• EXTRACTED RECORDS:
__________________________________________________
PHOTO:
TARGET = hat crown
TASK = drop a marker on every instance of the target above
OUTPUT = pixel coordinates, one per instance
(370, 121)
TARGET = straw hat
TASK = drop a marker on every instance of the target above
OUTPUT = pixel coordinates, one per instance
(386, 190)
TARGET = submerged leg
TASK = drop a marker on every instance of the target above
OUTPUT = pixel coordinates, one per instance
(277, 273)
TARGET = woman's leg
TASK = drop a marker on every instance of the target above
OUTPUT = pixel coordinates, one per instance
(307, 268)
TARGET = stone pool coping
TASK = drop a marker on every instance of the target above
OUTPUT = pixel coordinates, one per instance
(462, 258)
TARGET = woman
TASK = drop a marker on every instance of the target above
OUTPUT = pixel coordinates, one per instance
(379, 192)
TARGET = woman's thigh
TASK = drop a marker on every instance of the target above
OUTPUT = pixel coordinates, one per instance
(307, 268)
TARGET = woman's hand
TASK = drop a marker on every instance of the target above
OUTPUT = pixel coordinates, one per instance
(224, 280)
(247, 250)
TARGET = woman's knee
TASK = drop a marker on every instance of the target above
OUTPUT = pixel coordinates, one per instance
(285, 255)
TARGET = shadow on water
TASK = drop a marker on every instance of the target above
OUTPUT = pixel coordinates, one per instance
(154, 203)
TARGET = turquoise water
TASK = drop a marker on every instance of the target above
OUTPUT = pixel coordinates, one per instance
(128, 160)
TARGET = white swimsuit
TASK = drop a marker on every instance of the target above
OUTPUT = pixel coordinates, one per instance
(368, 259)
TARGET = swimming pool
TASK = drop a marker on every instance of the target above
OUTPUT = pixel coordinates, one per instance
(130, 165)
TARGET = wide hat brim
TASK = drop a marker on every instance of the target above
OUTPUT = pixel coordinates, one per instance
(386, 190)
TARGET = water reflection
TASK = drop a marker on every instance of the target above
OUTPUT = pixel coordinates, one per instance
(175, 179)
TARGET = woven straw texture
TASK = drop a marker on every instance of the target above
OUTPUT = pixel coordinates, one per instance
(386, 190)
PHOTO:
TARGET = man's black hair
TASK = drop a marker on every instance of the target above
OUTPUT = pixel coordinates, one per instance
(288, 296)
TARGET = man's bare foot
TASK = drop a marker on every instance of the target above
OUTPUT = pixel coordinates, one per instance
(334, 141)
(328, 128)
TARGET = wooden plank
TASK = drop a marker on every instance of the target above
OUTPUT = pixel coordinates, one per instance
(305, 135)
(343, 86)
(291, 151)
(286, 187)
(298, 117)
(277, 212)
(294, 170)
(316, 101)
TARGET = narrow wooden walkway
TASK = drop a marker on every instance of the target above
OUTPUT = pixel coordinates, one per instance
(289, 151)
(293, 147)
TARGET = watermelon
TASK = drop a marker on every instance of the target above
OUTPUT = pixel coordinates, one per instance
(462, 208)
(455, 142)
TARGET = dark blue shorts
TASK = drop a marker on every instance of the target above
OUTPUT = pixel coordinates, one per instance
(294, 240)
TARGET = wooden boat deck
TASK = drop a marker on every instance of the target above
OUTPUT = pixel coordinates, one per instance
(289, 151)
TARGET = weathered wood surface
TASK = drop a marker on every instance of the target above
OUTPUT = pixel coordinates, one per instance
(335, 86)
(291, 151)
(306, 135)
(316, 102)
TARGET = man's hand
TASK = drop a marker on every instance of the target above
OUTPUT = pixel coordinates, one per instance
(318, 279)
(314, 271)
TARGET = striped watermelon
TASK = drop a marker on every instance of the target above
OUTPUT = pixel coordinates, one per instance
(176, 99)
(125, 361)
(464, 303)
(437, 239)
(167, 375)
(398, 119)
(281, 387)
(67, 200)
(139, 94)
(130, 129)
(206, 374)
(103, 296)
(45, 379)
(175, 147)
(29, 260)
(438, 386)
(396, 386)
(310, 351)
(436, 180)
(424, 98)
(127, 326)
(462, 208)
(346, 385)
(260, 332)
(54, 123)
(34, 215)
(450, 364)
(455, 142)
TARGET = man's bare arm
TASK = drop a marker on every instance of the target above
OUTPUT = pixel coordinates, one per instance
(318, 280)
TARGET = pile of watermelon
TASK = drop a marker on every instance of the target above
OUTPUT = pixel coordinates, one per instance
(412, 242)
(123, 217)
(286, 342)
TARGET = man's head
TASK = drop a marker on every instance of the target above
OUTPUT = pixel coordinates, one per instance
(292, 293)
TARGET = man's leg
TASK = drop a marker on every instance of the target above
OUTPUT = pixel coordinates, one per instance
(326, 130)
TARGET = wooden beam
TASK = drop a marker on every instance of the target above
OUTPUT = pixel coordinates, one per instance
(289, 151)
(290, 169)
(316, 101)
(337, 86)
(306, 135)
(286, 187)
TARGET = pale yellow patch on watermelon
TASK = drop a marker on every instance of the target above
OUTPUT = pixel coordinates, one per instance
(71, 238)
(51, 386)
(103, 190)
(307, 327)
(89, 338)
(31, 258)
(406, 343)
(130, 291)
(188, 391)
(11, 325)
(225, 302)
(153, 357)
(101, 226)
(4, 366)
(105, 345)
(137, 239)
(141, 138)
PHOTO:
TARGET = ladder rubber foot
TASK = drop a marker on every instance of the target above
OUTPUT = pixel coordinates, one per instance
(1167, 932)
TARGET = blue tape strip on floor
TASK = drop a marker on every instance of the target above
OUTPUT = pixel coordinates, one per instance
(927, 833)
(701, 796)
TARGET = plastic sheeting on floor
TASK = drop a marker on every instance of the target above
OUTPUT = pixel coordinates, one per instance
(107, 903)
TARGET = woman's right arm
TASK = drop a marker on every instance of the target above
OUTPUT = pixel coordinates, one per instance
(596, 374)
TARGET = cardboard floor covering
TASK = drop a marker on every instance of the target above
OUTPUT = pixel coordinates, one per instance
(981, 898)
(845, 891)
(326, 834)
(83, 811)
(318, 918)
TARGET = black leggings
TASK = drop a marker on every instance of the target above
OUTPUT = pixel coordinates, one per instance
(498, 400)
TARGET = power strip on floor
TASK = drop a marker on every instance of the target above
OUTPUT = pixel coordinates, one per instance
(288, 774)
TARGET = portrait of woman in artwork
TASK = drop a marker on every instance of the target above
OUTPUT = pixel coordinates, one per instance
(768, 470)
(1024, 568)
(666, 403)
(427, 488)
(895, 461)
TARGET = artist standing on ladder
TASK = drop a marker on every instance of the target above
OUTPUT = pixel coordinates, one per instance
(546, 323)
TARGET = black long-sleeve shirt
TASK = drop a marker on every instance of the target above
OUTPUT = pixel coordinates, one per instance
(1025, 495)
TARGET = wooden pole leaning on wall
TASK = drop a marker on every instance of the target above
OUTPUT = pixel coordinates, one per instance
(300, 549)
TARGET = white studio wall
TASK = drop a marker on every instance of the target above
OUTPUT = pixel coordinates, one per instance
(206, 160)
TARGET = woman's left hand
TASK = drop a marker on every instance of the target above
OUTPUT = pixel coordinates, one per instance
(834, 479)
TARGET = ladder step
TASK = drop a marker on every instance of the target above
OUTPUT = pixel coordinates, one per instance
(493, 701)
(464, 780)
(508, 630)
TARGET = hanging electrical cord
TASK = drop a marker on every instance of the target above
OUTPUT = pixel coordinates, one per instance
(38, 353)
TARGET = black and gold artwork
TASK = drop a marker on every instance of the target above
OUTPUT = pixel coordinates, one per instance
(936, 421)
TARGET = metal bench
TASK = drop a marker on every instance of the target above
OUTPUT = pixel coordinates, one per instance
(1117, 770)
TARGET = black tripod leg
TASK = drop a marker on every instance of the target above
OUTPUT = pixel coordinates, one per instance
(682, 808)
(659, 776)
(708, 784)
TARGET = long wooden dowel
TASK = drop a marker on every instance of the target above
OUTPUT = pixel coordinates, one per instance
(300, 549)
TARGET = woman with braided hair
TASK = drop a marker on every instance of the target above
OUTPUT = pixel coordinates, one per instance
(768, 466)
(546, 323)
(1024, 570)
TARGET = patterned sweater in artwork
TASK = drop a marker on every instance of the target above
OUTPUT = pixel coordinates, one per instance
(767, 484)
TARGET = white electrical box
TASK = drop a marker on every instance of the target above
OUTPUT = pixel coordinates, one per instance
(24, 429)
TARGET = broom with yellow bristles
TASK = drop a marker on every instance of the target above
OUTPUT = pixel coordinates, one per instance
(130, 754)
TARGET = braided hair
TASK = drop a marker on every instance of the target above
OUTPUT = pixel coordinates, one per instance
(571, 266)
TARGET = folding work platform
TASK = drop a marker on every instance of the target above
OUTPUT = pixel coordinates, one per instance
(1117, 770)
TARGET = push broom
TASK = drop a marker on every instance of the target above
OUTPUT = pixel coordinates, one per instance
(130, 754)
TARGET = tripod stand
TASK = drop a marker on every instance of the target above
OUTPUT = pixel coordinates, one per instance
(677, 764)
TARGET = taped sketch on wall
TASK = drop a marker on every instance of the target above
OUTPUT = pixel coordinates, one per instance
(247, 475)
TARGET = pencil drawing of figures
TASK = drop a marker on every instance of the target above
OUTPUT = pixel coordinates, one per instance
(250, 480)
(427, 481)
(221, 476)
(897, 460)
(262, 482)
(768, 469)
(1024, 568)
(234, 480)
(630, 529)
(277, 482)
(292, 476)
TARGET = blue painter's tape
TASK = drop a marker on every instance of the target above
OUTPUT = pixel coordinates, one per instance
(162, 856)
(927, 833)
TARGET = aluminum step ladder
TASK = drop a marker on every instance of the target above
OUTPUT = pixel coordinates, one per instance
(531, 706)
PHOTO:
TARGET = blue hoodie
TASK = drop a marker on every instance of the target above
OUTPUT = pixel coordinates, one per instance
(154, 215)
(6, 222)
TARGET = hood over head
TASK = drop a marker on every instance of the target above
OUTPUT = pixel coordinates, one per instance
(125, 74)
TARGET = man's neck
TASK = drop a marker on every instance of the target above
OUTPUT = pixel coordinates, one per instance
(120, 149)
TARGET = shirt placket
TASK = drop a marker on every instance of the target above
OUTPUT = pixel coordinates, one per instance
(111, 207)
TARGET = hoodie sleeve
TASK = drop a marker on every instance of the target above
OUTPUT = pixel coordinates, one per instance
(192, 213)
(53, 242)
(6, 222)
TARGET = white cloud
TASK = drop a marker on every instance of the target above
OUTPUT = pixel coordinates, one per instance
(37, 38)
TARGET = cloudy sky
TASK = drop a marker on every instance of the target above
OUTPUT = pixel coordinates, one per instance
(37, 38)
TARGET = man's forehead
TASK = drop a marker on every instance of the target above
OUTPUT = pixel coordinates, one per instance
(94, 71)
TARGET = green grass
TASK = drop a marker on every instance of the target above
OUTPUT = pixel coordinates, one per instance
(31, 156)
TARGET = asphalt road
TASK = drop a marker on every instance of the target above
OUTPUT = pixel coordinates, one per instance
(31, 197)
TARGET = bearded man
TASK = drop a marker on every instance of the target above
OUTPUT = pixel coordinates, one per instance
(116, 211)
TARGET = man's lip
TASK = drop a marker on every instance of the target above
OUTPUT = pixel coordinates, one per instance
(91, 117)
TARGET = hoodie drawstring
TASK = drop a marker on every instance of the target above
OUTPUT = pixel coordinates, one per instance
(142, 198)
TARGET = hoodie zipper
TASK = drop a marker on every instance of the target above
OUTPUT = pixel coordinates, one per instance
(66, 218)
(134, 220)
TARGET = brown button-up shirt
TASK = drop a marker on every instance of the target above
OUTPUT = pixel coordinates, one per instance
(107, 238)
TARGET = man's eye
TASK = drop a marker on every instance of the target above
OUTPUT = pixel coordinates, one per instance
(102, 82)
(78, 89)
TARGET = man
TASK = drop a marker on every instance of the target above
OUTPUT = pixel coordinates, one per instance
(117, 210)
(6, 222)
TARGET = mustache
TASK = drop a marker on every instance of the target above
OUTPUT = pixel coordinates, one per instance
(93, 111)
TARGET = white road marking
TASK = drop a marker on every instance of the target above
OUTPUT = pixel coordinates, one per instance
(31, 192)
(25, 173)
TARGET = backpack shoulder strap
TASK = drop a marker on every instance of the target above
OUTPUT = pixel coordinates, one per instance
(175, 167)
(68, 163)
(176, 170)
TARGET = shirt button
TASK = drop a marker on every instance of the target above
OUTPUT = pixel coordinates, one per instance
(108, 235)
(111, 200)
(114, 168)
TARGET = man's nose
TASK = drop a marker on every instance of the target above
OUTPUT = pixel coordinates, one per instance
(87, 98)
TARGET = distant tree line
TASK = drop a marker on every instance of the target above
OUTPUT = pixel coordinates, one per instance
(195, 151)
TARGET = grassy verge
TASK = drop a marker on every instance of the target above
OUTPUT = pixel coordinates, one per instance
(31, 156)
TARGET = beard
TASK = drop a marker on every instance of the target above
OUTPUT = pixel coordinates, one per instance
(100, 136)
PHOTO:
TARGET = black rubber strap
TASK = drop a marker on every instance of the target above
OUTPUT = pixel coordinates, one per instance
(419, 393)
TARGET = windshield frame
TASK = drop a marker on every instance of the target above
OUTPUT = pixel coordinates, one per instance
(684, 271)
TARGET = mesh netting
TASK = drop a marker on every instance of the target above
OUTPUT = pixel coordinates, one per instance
__________________________________________________
• WHAT TO WORK ON: When a line in the records holds the string "step", copy that line.

• ANSWER AREA:
TARGET = ladder step
TARGET = aluminum step ladder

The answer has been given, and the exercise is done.